* begin *
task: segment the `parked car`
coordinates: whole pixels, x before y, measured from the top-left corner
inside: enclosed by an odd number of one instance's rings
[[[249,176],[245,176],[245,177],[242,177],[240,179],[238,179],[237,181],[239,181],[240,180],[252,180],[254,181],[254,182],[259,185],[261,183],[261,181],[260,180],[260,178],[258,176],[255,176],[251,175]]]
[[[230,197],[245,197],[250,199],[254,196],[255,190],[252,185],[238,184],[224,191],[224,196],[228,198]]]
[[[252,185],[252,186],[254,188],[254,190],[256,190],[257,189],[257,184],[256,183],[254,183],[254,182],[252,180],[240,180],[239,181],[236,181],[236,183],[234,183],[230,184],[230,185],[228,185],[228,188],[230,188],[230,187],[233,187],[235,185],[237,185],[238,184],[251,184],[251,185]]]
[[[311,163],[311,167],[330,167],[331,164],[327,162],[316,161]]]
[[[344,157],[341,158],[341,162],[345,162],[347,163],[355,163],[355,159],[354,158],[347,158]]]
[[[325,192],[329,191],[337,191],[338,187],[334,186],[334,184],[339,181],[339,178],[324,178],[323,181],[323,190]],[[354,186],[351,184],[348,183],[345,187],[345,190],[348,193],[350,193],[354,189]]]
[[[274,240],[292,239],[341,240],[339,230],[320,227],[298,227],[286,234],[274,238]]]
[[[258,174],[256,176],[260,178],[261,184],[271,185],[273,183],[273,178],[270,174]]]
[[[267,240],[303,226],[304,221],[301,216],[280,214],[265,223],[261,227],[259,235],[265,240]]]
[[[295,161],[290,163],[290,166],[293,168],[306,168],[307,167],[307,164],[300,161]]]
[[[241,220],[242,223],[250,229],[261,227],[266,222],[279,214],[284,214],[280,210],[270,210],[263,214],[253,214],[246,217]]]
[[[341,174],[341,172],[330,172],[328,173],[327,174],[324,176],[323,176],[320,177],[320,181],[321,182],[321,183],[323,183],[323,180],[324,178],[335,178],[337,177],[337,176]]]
* end *
## THE EXERCISE
Copy all data exactly, start to finish.

## RESULT BELOW
task: segment the `parked car`
coordinates: whole pixels, x before y, measured from the top-left corner
inside: enclosed by an odd number of one instance's rings
[[[249,176],[245,176],[245,177],[242,177],[240,179],[238,179],[237,181],[239,181],[240,180],[252,180],[254,181],[254,182],[259,185],[261,183],[261,181],[260,180],[260,178],[258,176],[255,176],[251,175]]]
[[[230,197],[245,197],[250,199],[254,196],[255,190],[252,185],[238,184],[224,191],[224,196],[228,198]]]
[[[252,185],[252,186],[254,188],[254,190],[256,190],[257,189],[257,184],[256,183],[254,183],[254,182],[252,180],[240,180],[239,181],[236,181],[236,183],[234,183],[230,184],[230,185],[228,185],[228,188],[230,188],[230,187],[233,187],[235,185],[237,185],[238,184],[251,184],[251,185]]]
[[[311,163],[311,167],[330,167],[331,164],[327,162],[316,161]]]
[[[344,157],[341,158],[341,162],[345,162],[347,163],[355,163],[355,159],[354,158],[347,158]]]
[[[325,192],[329,191],[337,191],[338,187],[334,186],[334,184],[339,181],[339,178],[324,178],[323,181],[323,190]],[[354,186],[351,184],[348,183],[345,187],[345,190],[348,193],[350,193],[354,189]]]
[[[274,240],[292,239],[341,240],[339,230],[320,227],[298,227],[286,234],[274,238]]]
[[[258,174],[256,176],[260,178],[261,184],[271,185],[273,183],[273,178],[270,174]]]
[[[267,240],[303,226],[304,221],[301,216],[280,214],[265,223],[261,227],[259,235],[265,240]]]
[[[295,161],[290,163],[290,166],[293,168],[306,168],[307,167],[307,164],[300,161]]]
[[[241,220],[242,223],[250,229],[261,227],[266,222],[279,214],[284,214],[280,210],[270,210],[263,214],[253,214],[246,217]]]
[[[341,174],[341,172],[330,172],[328,173],[327,174],[324,176],[323,176],[320,177],[320,181],[321,182],[321,183],[323,183],[323,180],[324,178],[335,178],[337,177],[337,176]]]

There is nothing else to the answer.